TEXTE CITÉ:
○ ○ ○ ○ ○

Mais je croyais que "je t'aime bien" est plutot pour un ami...

If you say, "je t'aime bien" to someone, it means you like them AS A FRIEND... or could it also mean I like you as MORE THAN a friend?


----------



## Micia93

"je t'aime bien" est juste une marque de sympathie envers quelqu'un que l'on connaît depuis peu et qui risque de devenir un (e) ami (e) par la suite
on ne dira pas "je t'aime bien" à un (e) ami (e) - en tous cas, pas moi - , mais plutôt "je t'aime beaucoup" ou "j'ai beaucoup d'affection pour toi"
et "je t'aime" à son amoureux (se) comme le dit Ayoama

:=)


----------



## Flynnzane

Je kiffe j'adore ! j'aime ! I'm fond of - *slang *
*Je la kiffe - je l'aime !*
the kiffe word  could be use instead of the old ones : like and love


----------



## Souxie

A propos d'amour:
Comme dit xanana, on peut utiliser aussi _plaire_.
Tu me plais = I like you (crush on someone)
Je te kiffe ça marche aussi, mais pas pour des utilisateurs de plus de 20 ans! Et ça a un sens assez inconséquent.
Je t'aime bien dénote peu d'investissement, pas beaucoup d'engouement.
Tu l'adores = Tu es crazy about her/him (je ne sais plus si on dit crazy about ou mad about)
Je t'aime = I love you (true love, deep love)

Effectivement selon le contexte aimer utilisé tout seul ne signifie pas amour, mais ce n'est le cas que lorsqu'on parle de quelque chose et pas d'une personne. J'aime le vin.
Aoyama a raison pour les locutions aimer + bien ou beaucoup, mais pas pour _je t'aime éperdument_ par exemple, qui a un sens très fort  (si on vous dit qu'on vous aime éperdument, j'espère que c'est réciproque car il se peut que cela soit fantastique!)


----------



## Aoyama

> _je t'aime éperdument_ par exemple, (..) a un sens très fort


c'est vrai, même si on pourrait discuter sur la fréquence de cet adverbe avec aimer, dans la langue contemporaine.
On aurait aussi "je t'ai dans la peau" etc, mais ces expressions nous éloignent de la question initiale qui porte sur like/aimer bien (et non aimer d'amour).
Ceci dit, Vaugelas disait bien (repris encore une fois par Molière) : "aimer ne souffre aucun adverbe".


----------



## Souxie

Je t'aime énormément, profondément, terriblement, fantastiquement, comme jamais, pour toujours, plus que tout?
Oui effectivement nous ne sommes plus vraiment dans to like, ici...(tiens j'ai oublié je t'aime vraiment)
Mais l'amouuuur, l'amouuur


----------



## Aoyama

Plus simplement : je t'aime à la folie, passionnément ... Pour 





> Je t'aime énormément, terriblement, fantastiquement


 ... hum ...
Profondément, d'accord .


----------



## Icetrance

I really think that people "overthink" all of this. The context lets you know if it's really about "love" or "like". Technically, you're supposed to use "bien aimer" in reference to a person to mean "like", but you'll hear people say "J'aime mon prof" or  "je n'aime pas mon prof" to just mean "I like" and "don't like" respectively (the "bien" is often left out, particularly in the negative). Whenever you're not sure, you can always say "aimer d'amour" or "aimer d'amitié" to clarify (as I said above, context usually suffices).

○ ○ ○ ○ ○

CONSIGNE 1: Recopiez, s'il vous plaît, le passage de l'extrait qui commence aux mots « Tu me plais » et s'arrête après « love, deep love) ».
CONSIGNE 2: Indiquez pour chaque affirmation si elle concorde avec l'extrait, par oui ou par non, en citant les mots de l'extrait qui tranchent. (a) Selon Micia93, on dit « je t'aime bien » à un ami. (b) Selon Souxie, « je te kiffe » ne convient pas aux utilisateurs de plus de 20 ans. (c) Selon Icetrance, le contexte suffit en général à lever le doute.
CONSIGNE 3: Résumez l'extrait en deux phrases.
Fondez-vous uniquement sur l'extrait ci-dessus.

Extraits de données de zones étiquetées:

○ ○ ○ ○ ○

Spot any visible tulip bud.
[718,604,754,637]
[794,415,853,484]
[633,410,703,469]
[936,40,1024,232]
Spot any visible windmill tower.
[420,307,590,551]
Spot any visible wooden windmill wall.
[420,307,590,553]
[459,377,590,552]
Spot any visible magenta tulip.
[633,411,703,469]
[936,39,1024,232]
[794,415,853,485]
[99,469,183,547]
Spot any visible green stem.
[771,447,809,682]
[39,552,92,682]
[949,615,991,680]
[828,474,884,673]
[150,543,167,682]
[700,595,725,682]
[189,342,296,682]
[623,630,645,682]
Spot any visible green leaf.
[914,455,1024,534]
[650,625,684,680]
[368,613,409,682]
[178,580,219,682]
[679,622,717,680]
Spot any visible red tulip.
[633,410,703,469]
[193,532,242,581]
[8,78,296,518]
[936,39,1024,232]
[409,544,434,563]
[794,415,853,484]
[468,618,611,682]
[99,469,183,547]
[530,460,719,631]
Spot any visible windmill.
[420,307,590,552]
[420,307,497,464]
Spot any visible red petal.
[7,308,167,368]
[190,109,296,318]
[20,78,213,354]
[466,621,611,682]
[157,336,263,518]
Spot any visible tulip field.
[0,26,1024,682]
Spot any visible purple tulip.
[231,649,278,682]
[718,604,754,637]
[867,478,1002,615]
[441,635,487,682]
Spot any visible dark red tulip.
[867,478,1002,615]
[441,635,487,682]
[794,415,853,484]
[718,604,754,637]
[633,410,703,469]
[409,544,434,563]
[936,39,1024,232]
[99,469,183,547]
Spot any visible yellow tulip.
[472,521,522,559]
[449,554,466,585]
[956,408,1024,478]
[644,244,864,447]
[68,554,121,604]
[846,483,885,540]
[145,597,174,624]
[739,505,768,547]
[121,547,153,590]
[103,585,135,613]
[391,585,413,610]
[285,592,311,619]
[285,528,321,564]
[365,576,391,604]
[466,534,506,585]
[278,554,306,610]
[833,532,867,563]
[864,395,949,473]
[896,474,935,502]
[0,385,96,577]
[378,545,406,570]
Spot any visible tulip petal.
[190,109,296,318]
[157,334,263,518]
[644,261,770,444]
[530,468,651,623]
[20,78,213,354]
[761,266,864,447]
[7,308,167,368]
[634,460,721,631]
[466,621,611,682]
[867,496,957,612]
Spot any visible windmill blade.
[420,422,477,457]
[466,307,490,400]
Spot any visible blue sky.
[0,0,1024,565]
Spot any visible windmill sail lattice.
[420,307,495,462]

○ ○ ○ ○ ○

RÉPONSE COMPLÈTE 1:
Tu me plais = I like you (crush on someone)
Je te kiffe ça marche aussi, mais pas pour des utilisateurs de plus de 20 ans! Et ça a un sens assez inconséquent.
Je t'aime bien dénote peu d'investissement, pas beaucoup d'engouement.
Tu l'adores = Tu es crazy about her/him (je ne sais plus si on dit crazy about ou mad about)
Je t'aime = I love you (true love, deep love)

RÉPONSE COMPLÈTE 2:
(a) Non : « on ne dira pas "je t'aime bien" à un (e) ami (e) ».
(b) Oui : « pas pour des utilisateurs de plus de 20 ans ».
(c) Oui : « context usually suffices ».

RÉPONSE COMPLÈTE 3: L'extrait part de la question de savoir si « je t'aime bien » vise seulement un ami ou peut exprimer davantage, et les participants répondent que cette formule marque une simple sympathie, alors que « je t'aime » s'adresse à son amoureux. Ils citent aussi d'autres tournures, comme « tu me plais », « je te kiffe » ou « je t'aime éperdument », et Icetrance affirme que le contexte permet de savoir s'il s'agit de « love » ou de « like ».